• GIVEN PROBLEM: Set all the material down again unchanged, without the pictures.
— start of MATERIAL PROVIDED —
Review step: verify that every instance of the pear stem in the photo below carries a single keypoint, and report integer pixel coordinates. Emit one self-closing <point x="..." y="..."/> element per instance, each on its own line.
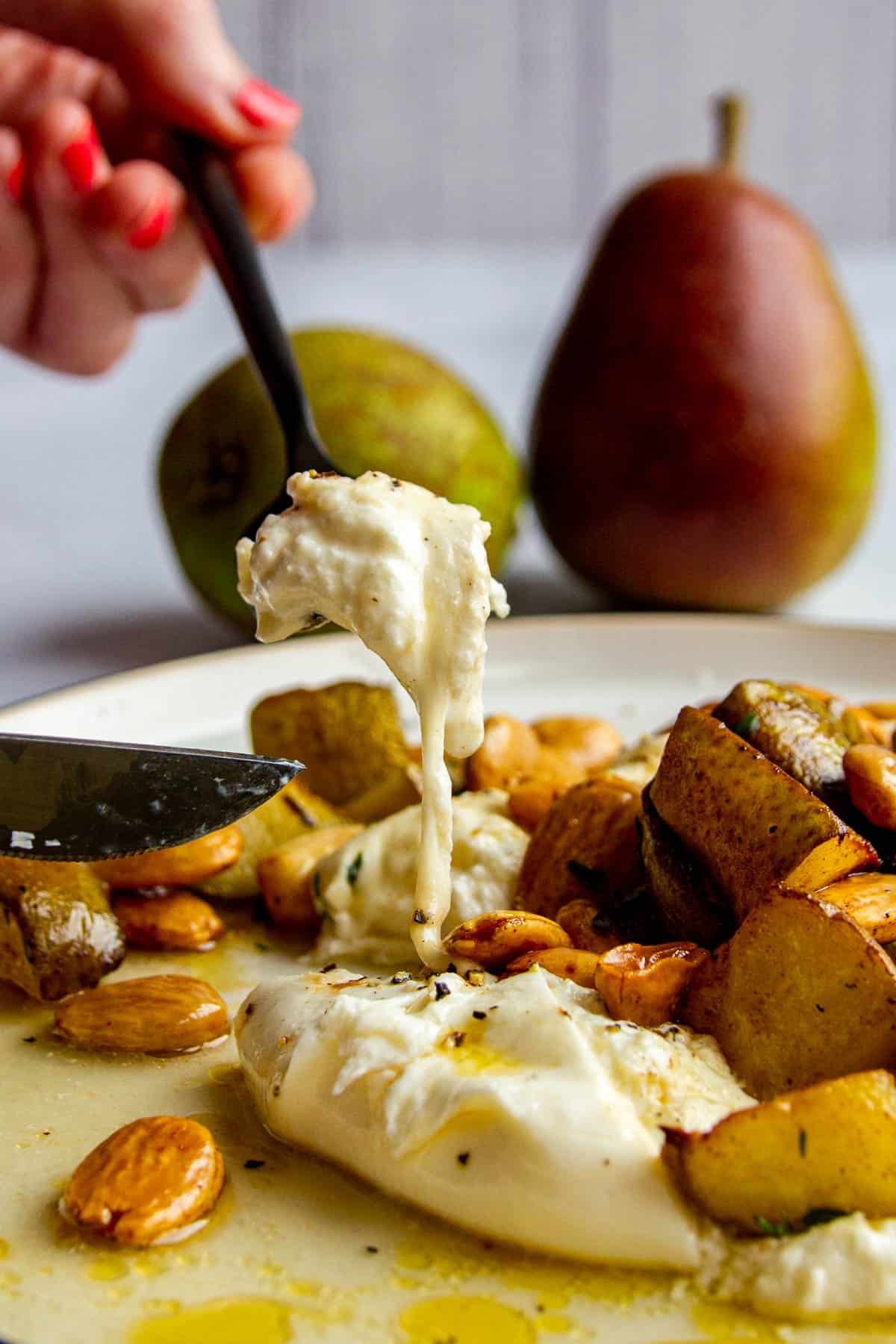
<point x="731" y="114"/>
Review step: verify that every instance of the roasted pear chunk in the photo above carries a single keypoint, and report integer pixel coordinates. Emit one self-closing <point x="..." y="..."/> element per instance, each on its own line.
<point x="349" y="738"/>
<point x="793" y="729"/>
<point x="800" y="995"/>
<point x="586" y="844"/>
<point x="292" y="812"/>
<point x="687" y="900"/>
<point x="798" y="1160"/>
<point x="57" y="930"/>
<point x="748" y="823"/>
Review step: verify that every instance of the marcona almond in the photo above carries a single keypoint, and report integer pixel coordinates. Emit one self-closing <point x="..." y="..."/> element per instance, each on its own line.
<point x="566" y="962"/>
<point x="155" y="1015"/>
<point x="287" y="874"/>
<point x="588" y="927"/>
<point x="531" y="800"/>
<point x="181" y="866"/>
<point x="862" y="726"/>
<point x="509" y="753"/>
<point x="869" y="898"/>
<point x="496" y="939"/>
<point x="590" y="744"/>
<point x="645" y="984"/>
<point x="147" y="1183"/>
<point x="178" y="922"/>
<point x="871" y="779"/>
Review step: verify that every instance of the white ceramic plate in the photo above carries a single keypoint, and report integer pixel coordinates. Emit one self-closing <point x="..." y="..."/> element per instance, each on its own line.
<point x="297" y="1250"/>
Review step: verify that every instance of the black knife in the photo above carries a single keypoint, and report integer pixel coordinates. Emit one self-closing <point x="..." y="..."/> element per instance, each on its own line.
<point x="70" y="800"/>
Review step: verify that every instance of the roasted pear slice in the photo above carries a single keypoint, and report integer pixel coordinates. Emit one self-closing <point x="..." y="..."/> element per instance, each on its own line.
<point x="798" y="1160"/>
<point x="748" y="823"/>
<point x="687" y="900"/>
<point x="57" y="930"/>
<point x="801" y="994"/>
<point x="349" y="738"/>
<point x="292" y="812"/>
<point x="793" y="729"/>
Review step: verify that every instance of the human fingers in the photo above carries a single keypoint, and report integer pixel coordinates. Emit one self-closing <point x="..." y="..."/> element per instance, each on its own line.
<point x="140" y="226"/>
<point x="81" y="319"/>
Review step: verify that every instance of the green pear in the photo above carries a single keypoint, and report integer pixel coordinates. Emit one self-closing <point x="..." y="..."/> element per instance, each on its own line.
<point x="378" y="405"/>
<point x="704" y="436"/>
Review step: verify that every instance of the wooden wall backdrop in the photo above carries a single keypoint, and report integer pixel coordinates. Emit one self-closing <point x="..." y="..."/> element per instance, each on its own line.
<point x="523" y="120"/>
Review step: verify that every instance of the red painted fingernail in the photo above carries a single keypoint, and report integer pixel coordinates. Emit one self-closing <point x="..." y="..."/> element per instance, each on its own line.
<point x="81" y="161"/>
<point x="265" y="107"/>
<point x="16" y="181"/>
<point x="155" y="228"/>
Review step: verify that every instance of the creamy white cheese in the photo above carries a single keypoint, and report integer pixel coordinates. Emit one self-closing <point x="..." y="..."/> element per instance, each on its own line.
<point x="538" y="1122"/>
<point x="368" y="905"/>
<point x="408" y="571"/>
<point x="844" y="1266"/>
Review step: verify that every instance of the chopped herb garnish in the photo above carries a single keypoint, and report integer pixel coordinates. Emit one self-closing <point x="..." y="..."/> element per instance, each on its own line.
<point x="591" y="878"/>
<point x="747" y="725"/>
<point x="815" y="1216"/>
<point x="317" y="897"/>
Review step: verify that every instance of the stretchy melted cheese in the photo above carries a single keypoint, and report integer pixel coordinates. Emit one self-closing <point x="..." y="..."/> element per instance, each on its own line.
<point x="408" y="571"/>
<point x="367" y="906"/>
<point x="514" y="1109"/>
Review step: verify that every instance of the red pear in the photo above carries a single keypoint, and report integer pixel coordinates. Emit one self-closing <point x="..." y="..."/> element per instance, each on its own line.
<point x="704" y="435"/>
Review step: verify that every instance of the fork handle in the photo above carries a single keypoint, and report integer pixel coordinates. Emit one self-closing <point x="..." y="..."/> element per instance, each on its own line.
<point x="235" y="258"/>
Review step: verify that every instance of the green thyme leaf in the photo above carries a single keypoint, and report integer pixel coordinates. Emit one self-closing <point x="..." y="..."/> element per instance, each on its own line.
<point x="815" y="1216"/>
<point x="747" y="725"/>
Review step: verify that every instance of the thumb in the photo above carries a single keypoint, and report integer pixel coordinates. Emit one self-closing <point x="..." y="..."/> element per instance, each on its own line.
<point x="172" y="57"/>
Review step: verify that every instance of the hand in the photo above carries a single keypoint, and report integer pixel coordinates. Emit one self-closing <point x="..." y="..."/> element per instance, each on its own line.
<point x="93" y="228"/>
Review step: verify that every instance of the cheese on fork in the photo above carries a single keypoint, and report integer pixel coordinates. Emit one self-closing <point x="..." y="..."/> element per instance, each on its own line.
<point x="514" y="1109"/>
<point x="408" y="571"/>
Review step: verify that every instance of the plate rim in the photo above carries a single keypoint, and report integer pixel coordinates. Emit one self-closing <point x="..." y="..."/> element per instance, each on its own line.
<point x="613" y="623"/>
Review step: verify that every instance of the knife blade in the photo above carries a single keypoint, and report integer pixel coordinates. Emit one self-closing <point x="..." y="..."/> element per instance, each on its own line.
<point x="69" y="799"/>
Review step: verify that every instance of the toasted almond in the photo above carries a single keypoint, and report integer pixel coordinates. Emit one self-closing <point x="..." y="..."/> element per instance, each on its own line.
<point x="644" y="984"/>
<point x="566" y="962"/>
<point x="179" y="921"/>
<point x="860" y="726"/>
<point x="531" y="800"/>
<point x="287" y="874"/>
<point x="882" y="709"/>
<point x="148" y="1182"/>
<point x="496" y="939"/>
<point x="588" y="927"/>
<point x="155" y="1015"/>
<point x="871" y="779"/>
<point x="869" y="898"/>
<point x="590" y="744"/>
<point x="181" y="866"/>
<point x="509" y="753"/>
— end of MATERIAL PROVIDED —
• ANSWER FOR THE TASK:
Review step: verify that every instance of the pear stem in the photo below carries a single keypoint, and report integer pixel coordinates. Emit one self-closing <point x="..." y="..."/> element per instance, each on its own line.
<point x="731" y="114"/>
Review step: verify that every instance of the roasted pear chunk in the photo above carries a single keypoint, and report integer pixel coordinates. Emit one self-closing <point x="..." y="..."/> element per instance, each on its own line.
<point x="349" y="738"/>
<point x="793" y="729"/>
<point x="800" y="995"/>
<point x="586" y="844"/>
<point x="292" y="812"/>
<point x="687" y="900"/>
<point x="798" y="1160"/>
<point x="57" y="930"/>
<point x="748" y="823"/>
Review step: verify that every instance of the marcona almond in the photo above carries a single keypoint, and report integer pixel coordinates. Emit one self-closing <point x="..." y="..."/> element per instance, each on its own line.
<point x="566" y="962"/>
<point x="155" y="1015"/>
<point x="287" y="874"/>
<point x="588" y="927"/>
<point x="531" y="800"/>
<point x="181" y="866"/>
<point x="862" y="726"/>
<point x="509" y="753"/>
<point x="869" y="898"/>
<point x="496" y="939"/>
<point x="590" y="744"/>
<point x="645" y="984"/>
<point x="147" y="1183"/>
<point x="178" y="922"/>
<point x="871" y="779"/>
Review step: verify that every instance of the white ceramic plate in the photo above carries a single keypoint, and report integer pixel coordinates. Emit one self-closing <point x="..." y="..."/> element per instance, each on its own line.
<point x="297" y="1250"/>
Review step: verify that every instance of the black knife in the photo above carries a single keypoint, and report integer pixel coordinates. Emit one self-closing <point x="..." y="..."/> element per instance, each on its own line.
<point x="70" y="800"/>
Review step: verify that every instance of the roasted pear slice in the photo above carries a single keypoint, and report integer pixel coordinates. Emit one self-closing <point x="..." y="..."/> element per instance, each on its own line.
<point x="798" y="1160"/>
<point x="748" y="823"/>
<point x="687" y="900"/>
<point x="57" y="930"/>
<point x="801" y="994"/>
<point x="349" y="738"/>
<point x="292" y="812"/>
<point x="793" y="729"/>
Review step: verify that every instance of the human fingers in the photo above carries a single keypoint, and report integer pixel coordinates. Emit one self-closing <point x="..." y="..."/> element per instance, each on its own line.
<point x="140" y="226"/>
<point x="81" y="319"/>
Review step: verify that every instance of the green pear in the photo above carries a single keypoint, and report integer pixel coordinates. Emit one self-closing <point x="..." y="..."/> element per instance, each on its own line.
<point x="378" y="405"/>
<point x="704" y="436"/>
Review step: verify that every instance of the wooden wall backdrop in the photo above carries a single keypoint, and report integer pixel coordinates. Emit one self-closing <point x="..." y="..."/> element per instance, each on its own line.
<point x="523" y="120"/>
Review step: verify that every instance of the red painted fingernail in the photo above carries a single keypoint, and report integer pixel coordinates. Emit one self-closing <point x="..." y="..."/> element per instance, each on its own line.
<point x="81" y="161"/>
<point x="265" y="107"/>
<point x="16" y="181"/>
<point x="155" y="228"/>
Review step: verify that every instance of the creamy white cheese in the photo above carries a single keypoint, and report integer pixel coordinates. Emit one self-closing <point x="..." y="..."/> element per instance, each on its own line.
<point x="538" y="1122"/>
<point x="368" y="905"/>
<point x="408" y="571"/>
<point x="844" y="1266"/>
Review step: verify that every instance of the chopped herb garnish in the photo above carries a single keypoint, and report integer pixel coordinates. Emit one self-closing <point x="..." y="..."/> element per instance, each on its own line.
<point x="591" y="878"/>
<point x="747" y="725"/>
<point x="815" y="1216"/>
<point x="317" y="897"/>
Review step: verify that every instance of the stretchy melted cheese in the photo above carries a single keypoint, and report integer pixel coordinates. Emit one self-closing <point x="..." y="..."/> element per instance, each on its own line.
<point x="408" y="571"/>
<point x="367" y="906"/>
<point x="514" y="1109"/>
Review step: verify that every instance of the red pear in the photo above carries a single keypoint, and report integer pixel coordinates. Emit one self-closing <point x="..." y="..."/> element per instance, each on its own line.
<point x="704" y="435"/>
Review step: verify that every instance of the fork handle in the photo above carries a single keypoint, and report integer pixel coordinates. Emit one self-closing <point x="..." y="..."/> element per instance, each on its own line.
<point x="235" y="258"/>
Review step: verify that every instance of the green thyme leaf in the photo above carries a single keypoint, and report integer pixel coordinates. Emit one self-closing <point x="..." y="..."/> element per instance, each on its own line.
<point x="815" y="1216"/>
<point x="747" y="725"/>
Review step: verify that every instance of the thumb in the photo above carries a single keypoint, and report integer pixel coordinates. Emit one self-closing <point x="..." y="..."/> element per instance, each on its own line.
<point x="172" y="57"/>
Review step: verify that every instance of the hand in the photo above carries a single keypoint, and report integer pixel coordinates. Emit one self-closing <point x="..." y="..."/> element per instance, each on its own line.
<point x="93" y="228"/>
Review step: verify that every instance of the cheese on fork in the photo above carries a single keypoint, and report integer pixel coordinates. Emit one self-closing <point x="..." y="..."/> element per instance, each on its own line.
<point x="514" y="1109"/>
<point x="408" y="571"/>
Review step: verify that every instance of the plate rim in the photo above carries a single keypoint, and report integer pixel coordinates. Emit one self-closing <point x="..." y="..."/> element per instance, each on its own line.
<point x="613" y="623"/>
Review step: verify that every instance of the knife blade in the photo above carries a single keypoint, and report integer pixel coordinates. Emit one self-closing <point x="..." y="..."/> element per instance, each on its own line.
<point x="69" y="799"/>
Review step: verify that every instance of the toasted almond in the photo above carries a single keypoint, and report integer pixel coordinates. Emit one self-closing <point x="..." y="..."/> element per instance, each on its own line.
<point x="644" y="984"/>
<point x="566" y="962"/>
<point x="179" y="921"/>
<point x="860" y="726"/>
<point x="531" y="800"/>
<point x="287" y="874"/>
<point x="882" y="709"/>
<point x="148" y="1182"/>
<point x="496" y="939"/>
<point x="588" y="927"/>
<point x="155" y="1015"/>
<point x="871" y="779"/>
<point x="869" y="898"/>
<point x="590" y="744"/>
<point x="181" y="866"/>
<point x="509" y="753"/>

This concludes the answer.